YOUR INSTRUCTIONS. Every line of the material is to be reproduced verbatim.

MATERIAL SUPPLIED START

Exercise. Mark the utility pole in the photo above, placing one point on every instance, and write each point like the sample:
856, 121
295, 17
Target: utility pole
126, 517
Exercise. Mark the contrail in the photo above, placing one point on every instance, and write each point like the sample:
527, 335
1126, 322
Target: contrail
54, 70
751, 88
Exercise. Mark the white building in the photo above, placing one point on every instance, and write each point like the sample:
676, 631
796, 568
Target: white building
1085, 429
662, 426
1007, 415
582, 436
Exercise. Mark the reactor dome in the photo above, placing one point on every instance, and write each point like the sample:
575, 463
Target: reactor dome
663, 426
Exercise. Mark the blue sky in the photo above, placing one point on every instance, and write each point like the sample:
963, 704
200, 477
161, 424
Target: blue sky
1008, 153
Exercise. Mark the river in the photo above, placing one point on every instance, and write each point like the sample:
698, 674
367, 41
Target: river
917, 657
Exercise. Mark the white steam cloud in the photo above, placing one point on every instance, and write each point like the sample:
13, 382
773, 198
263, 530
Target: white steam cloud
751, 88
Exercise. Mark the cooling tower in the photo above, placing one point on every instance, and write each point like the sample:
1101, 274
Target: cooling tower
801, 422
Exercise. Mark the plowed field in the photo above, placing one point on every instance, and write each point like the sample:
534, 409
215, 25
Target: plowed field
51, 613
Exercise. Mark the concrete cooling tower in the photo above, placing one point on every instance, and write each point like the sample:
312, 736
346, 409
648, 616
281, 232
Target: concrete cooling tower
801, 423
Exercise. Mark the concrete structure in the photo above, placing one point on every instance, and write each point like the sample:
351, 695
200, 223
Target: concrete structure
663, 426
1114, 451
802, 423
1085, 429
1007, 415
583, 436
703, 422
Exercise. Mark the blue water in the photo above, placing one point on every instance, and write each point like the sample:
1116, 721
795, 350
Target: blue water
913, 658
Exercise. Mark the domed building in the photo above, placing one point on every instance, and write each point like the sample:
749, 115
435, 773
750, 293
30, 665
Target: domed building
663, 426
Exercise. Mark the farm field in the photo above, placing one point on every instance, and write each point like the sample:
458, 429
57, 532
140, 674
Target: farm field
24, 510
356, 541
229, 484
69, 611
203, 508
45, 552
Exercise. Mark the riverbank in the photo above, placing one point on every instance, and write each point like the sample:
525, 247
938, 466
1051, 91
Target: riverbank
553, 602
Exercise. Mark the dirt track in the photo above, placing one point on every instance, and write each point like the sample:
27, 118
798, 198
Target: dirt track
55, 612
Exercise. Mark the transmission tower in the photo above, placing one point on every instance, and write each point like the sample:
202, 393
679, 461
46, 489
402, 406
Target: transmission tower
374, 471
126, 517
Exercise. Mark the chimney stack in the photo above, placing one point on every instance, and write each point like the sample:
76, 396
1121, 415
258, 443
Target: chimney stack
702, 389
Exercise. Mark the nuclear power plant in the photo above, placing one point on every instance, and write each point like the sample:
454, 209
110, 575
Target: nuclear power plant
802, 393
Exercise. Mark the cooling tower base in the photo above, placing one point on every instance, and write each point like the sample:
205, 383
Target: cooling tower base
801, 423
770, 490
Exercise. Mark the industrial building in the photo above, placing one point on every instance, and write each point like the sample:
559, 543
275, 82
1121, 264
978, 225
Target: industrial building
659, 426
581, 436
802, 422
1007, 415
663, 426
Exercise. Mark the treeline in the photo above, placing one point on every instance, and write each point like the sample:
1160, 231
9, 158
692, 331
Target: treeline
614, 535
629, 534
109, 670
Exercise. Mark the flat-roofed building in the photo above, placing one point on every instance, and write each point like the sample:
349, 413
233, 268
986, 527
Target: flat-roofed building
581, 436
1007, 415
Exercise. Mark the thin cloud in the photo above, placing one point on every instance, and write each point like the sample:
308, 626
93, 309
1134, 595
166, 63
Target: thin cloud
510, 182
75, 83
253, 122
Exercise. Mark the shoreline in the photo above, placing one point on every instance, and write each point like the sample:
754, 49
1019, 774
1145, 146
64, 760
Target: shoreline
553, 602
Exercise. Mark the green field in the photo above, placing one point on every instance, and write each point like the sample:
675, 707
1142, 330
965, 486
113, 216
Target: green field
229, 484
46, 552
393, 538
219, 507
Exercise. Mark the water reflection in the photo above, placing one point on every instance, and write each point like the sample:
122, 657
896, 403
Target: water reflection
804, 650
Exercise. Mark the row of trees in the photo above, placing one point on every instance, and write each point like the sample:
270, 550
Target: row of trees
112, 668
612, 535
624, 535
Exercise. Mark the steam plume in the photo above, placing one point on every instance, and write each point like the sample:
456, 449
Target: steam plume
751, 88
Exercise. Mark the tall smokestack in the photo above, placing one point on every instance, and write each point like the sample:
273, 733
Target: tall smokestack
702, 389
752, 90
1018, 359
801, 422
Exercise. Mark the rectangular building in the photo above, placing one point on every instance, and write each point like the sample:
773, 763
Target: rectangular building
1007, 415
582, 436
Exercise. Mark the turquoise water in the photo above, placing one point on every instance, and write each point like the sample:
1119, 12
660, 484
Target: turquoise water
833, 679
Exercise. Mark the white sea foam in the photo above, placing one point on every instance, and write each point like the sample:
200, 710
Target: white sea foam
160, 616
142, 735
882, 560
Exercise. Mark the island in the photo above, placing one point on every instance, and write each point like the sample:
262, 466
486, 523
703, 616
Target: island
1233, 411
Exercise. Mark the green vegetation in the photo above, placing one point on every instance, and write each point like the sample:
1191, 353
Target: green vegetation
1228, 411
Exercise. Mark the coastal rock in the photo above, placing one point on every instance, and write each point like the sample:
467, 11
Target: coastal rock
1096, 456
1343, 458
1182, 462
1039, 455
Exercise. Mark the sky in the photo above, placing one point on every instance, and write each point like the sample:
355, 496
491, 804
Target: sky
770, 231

MATERIAL SUPPLIED END

THE ANSWER.
Exercise. Mark the utility pole in the photo above, placing one point on every instance, and write each point like the sample:
856, 121
295, 17
Target: utility pole
126, 517
Exercise. Mark the contrail in the photo above, placing one point on every instance, and write each point like the sample:
527, 335
1126, 322
Target: contrail
54, 70
751, 88
Exercise. Mark the white building in the photo above, placing one point on every instance, and write each point like the sample:
676, 631
796, 568
Target: white building
1085, 429
662, 426
1007, 415
582, 436
Exercise. Mark the reactor dome in the photo above, placing one point on every instance, and write each point like the sample:
575, 463
Target: reactor dome
663, 426
Exercise. Mark the blue sky in the photo above, placing one point on every instance, and write each point like the sample:
963, 704
200, 477
161, 424
Target: blue sky
1008, 153
Exercise. Mark the river in the photo above, placing one point on every instance, and write each point like the sample:
698, 674
367, 41
Target: river
917, 657
Exercise. Mark the white steam cloud in the photo above, placing one point on every instance, and write each point like the sample:
13, 382
773, 198
263, 530
Target: white steam cloud
751, 88
Exercise. Mark the cooling tower in the photo above, placing one point on every instance, and write each point like the sample:
1101, 274
Target: cooling tower
801, 422
Exercise. Mark the plowed field in the photo above, placing one point on every instance, and write each point like the sample:
534, 409
215, 25
Target: plowed field
51, 613
Exercise. Mark the concrete cooling tower in the photo above, placing one point on every instance, and write each point like the sample:
312, 736
346, 409
648, 616
281, 232
Target: concrete cooling tower
801, 423
Exercise. Mark the concrete structure in the photo above, placing one point on every instance, and write each point like the sample:
351, 695
200, 223
Target: concrete structure
663, 426
1114, 451
802, 423
1085, 429
1007, 415
583, 436
703, 422
Exercise. Mark the blue water in the photo above, placing one point on every instance, and write each point like the sample:
1116, 721
795, 350
Target: blue water
913, 658
Exercise. Mark the domed building in the photo above, placing one point on every instance, and write each point like the sample:
749, 115
435, 773
750, 293
30, 665
Target: domed building
663, 426
Exercise. Mark the farm field in the photo above, placing one point on every instance, and write each point like the sample:
458, 429
57, 532
140, 674
Target: farm field
24, 510
356, 541
229, 484
69, 611
203, 508
45, 552
Exercise. Mark the riverbank in the photo above, placing one point on every instance, and write each point like the sample:
525, 247
938, 466
1051, 91
Target: riverbank
553, 602
Exercise. Mark the dirt track in the photo above, placing one point on every instance, and write each point like the sample:
27, 118
798, 198
Target: dirt track
55, 612
Exercise. Mark the transmission tower in the photo above, placing one point on every instance, and write each point like the sample:
202, 393
679, 461
46, 489
402, 406
Target: transmission tower
374, 471
126, 517
Exercise. Mark the chimney stack in the photo above, placing one point on every instance, and write each point like the sample:
76, 396
1121, 415
258, 443
Target: chimney stack
702, 389
Exercise. Mark the nuclear power plant in the photo above, placing one point on every instance, and write each point like the sample:
454, 209
110, 575
Target: nuclear power plant
802, 393
Exercise. Mark the cooling tower base in the photo above, placing one point on every instance, and write each point like the sample:
205, 383
Target: cooling tower base
801, 423
770, 490
Exercise. Mark the industrial building in the photo above, placing one point on every instance, and write each point like the sample:
559, 543
275, 82
1121, 264
978, 225
Target: industrial building
659, 426
581, 436
802, 422
1007, 415
663, 426
Exercise. Mark the treeline in the photo above, placing one point on every instance, and write each point like the sample:
1160, 231
9, 158
692, 331
Target: treeline
614, 535
629, 534
109, 670
Exercise. Mark the flat-roofed building in the photo above, placing one point on every instance, and write each point like the sample:
349, 413
233, 268
986, 527
Target: flat-roofed building
581, 436
1007, 415
Exercise. Mark the thin cloud in the photo above, placing one point on every instance, and write each point like the sample:
308, 626
93, 309
1134, 595
166, 63
Target: thin cloud
510, 182
75, 83
253, 122
Exercise. Mark the shoreline in the photo above, placing one point on every instance, and write each point like the sample:
754, 49
1019, 774
1145, 146
64, 760
Target: shoreline
553, 602
Exercise. Mark the green field in the photo above, placing one point on every instance, and write each point like the sample:
675, 707
1142, 330
965, 486
113, 216
Target: green field
229, 484
46, 552
393, 538
219, 507
Exercise. Mark the water reflection in the photo above, placing one point on every instance, and write each point like the sample:
122, 657
896, 403
Target: water reflection
804, 650
Exercise. Mark the row of trees in the photo above, placing one point on every instance, and write each point like the sample:
270, 550
Target: row of trees
112, 668
612, 535
624, 535
Exercise. Mark the steam plume in the photo above, placing one point on every instance, and write each point like the sample:
456, 449
Target: steam plume
751, 88
Exercise. Mark the tall smokestack in the photo above, placing one point on every instance, and write each point like the sample:
273, 733
Target: tall smokestack
702, 389
752, 90
1018, 359
801, 422
Exercise. Mark the rectangular building in the photo above, placing one point on every instance, and write each point like the sample:
773, 763
Target: rectangular building
1007, 415
582, 436
Exercise. Mark the turquoise water in the photo above, placing one point on every instance, and write each point like the sample:
1119, 12
660, 484
Target: turquoise water
833, 679
Exercise. Mark the white sea foam in the photo above, placing one point on every instance, and write each point like the sample:
200, 710
Target: white sea foam
160, 616
142, 735
882, 560
Exercise. Mark the island in the photo above, placing one point on every instance, and write each point like the sample:
262, 466
486, 523
703, 616
Target: island
1233, 411
Exercise. Mark the green vegetation in the photo above, placing one point on every instance, and write each point like the sample:
1191, 353
Target: green vegetation
1228, 411
Exercise. Mark the coastal rock in the photo above, placing one point on every instance, and write each point like the sample:
467, 11
Target: coastal rock
1096, 456
1343, 458
1182, 462
1039, 455
Exercise. Mark the sky in the photo above, placing one point on every instance, and write each point like the sample:
355, 496
491, 804
Target: sky
770, 231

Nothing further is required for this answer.